### STATED TASK
In the listing below, please print the line that contains "Locate every instance of the person's" and every line that follows it, exactly.

BEGIN TASK INPUT

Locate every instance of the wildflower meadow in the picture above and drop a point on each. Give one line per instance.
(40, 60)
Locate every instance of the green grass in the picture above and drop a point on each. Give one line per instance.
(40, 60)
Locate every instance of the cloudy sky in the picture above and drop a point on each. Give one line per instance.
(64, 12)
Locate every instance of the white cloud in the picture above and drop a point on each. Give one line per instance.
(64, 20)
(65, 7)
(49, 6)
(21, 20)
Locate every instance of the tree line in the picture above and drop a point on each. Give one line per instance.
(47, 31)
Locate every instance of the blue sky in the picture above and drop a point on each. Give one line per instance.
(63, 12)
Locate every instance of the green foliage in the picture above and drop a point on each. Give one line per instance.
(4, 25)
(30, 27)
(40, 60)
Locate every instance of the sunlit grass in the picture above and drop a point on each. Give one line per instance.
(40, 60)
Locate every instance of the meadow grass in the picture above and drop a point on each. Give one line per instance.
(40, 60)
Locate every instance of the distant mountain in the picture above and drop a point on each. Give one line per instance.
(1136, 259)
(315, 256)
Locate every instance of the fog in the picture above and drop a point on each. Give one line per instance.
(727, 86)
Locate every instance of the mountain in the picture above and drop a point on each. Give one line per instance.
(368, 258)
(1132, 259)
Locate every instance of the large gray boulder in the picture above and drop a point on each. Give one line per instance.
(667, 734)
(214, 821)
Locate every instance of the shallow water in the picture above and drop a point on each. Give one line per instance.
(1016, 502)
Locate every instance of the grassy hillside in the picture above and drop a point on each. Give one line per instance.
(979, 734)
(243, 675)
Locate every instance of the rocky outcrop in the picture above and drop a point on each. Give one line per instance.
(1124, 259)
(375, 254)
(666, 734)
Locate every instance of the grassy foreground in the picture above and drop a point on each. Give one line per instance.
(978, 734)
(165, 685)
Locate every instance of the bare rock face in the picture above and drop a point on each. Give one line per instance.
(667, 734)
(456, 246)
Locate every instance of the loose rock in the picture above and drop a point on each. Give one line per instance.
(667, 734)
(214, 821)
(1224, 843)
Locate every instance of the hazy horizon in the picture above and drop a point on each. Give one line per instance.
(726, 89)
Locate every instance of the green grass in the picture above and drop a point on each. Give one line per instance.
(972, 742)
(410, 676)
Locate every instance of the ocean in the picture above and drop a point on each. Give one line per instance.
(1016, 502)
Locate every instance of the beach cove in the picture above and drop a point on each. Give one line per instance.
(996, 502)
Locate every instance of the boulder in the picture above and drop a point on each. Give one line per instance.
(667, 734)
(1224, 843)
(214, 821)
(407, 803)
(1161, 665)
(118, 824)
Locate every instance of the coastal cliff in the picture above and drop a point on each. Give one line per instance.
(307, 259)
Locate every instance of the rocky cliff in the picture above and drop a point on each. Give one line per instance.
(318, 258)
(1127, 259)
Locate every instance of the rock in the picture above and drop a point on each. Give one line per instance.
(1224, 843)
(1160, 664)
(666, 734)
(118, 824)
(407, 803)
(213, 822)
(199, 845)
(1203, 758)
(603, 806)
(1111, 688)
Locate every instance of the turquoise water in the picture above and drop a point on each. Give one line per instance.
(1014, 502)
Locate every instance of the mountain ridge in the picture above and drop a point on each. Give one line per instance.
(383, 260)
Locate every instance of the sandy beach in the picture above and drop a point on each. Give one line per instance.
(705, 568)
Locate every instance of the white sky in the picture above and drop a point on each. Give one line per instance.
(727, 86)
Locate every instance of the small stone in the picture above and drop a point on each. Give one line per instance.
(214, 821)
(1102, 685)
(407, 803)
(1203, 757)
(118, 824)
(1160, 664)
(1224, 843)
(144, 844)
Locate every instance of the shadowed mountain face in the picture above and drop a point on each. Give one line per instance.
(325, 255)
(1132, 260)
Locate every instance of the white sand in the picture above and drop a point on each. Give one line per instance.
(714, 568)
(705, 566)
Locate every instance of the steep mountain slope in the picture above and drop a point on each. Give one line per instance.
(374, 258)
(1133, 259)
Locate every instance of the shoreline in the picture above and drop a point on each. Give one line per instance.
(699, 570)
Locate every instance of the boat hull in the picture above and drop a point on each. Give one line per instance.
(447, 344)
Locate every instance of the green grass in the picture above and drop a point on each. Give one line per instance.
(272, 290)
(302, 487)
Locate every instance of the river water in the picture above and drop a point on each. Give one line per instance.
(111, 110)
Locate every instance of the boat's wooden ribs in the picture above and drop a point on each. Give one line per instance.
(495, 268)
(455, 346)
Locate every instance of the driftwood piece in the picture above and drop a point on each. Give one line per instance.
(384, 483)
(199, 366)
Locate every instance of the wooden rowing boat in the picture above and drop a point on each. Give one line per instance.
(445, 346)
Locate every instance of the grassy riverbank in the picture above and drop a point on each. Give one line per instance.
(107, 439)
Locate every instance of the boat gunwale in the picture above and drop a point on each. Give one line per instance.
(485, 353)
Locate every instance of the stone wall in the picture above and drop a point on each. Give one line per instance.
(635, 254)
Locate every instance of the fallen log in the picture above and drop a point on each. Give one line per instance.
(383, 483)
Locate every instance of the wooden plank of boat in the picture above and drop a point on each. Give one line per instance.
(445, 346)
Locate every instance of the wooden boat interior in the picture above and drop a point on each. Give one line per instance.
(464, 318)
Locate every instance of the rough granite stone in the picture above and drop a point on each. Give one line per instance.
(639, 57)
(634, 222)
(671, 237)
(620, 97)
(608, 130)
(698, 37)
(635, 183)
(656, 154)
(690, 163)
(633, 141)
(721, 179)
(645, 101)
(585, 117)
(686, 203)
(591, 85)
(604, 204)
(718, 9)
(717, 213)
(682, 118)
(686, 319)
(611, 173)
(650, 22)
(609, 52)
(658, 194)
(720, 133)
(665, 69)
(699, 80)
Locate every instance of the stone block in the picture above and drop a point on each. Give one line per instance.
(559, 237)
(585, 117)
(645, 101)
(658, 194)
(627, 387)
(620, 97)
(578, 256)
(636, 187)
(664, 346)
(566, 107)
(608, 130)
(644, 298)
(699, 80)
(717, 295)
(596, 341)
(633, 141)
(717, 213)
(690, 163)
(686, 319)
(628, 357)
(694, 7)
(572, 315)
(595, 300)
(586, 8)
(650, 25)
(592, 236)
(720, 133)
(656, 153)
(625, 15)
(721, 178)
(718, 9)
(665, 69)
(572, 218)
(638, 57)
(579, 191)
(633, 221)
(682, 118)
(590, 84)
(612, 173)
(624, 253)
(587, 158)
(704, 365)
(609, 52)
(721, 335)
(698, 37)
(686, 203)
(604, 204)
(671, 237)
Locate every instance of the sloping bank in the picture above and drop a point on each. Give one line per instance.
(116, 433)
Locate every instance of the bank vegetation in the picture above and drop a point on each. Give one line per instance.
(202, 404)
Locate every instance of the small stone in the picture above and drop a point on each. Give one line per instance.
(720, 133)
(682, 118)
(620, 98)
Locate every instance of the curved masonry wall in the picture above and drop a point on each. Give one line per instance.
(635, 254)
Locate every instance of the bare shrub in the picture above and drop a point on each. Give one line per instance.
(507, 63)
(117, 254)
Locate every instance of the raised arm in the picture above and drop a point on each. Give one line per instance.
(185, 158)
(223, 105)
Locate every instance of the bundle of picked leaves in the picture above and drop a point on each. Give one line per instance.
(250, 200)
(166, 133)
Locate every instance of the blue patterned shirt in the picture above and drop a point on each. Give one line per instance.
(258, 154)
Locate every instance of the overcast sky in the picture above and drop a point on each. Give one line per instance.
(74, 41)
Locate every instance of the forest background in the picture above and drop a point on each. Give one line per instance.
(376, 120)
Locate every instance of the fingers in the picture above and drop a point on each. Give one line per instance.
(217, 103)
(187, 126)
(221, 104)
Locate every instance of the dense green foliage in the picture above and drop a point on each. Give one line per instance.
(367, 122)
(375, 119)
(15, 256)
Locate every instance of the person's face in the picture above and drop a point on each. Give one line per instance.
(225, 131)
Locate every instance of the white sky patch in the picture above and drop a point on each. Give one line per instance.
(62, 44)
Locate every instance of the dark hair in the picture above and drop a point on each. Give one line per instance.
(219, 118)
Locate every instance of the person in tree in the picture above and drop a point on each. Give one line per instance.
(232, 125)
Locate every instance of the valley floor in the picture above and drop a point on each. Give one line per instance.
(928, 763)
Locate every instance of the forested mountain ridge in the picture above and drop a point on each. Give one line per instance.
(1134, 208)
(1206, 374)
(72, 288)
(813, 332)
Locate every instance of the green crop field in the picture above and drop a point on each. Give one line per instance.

END TASK INPUT

### ANSWER
Locate every instance of the person's face in the picture above and drop a point on each. Give one line per instance.
(225, 131)
Locate every instance of the white sky patch in the picture above and drop a point on each. Give one line per instance.
(62, 44)
Locate every instance of the dark hair in the picture above and drop a point on each. Give one line per instance.
(219, 118)
Locate every instance of the person in tree in the picture above and drop a point on each. Give one line per instance.
(232, 125)
Locate every instance of the valley floor in the picture above and drop a point on each. Give one line per instance.
(928, 763)
Locate every instance of the forested mountain ridge in the picture above and drop a point on each. Give one line per instance.
(1134, 208)
(1206, 374)
(72, 288)
(813, 332)
Locate every instance of the green crop field in the picture above and drop a point on each. Give one line per instance.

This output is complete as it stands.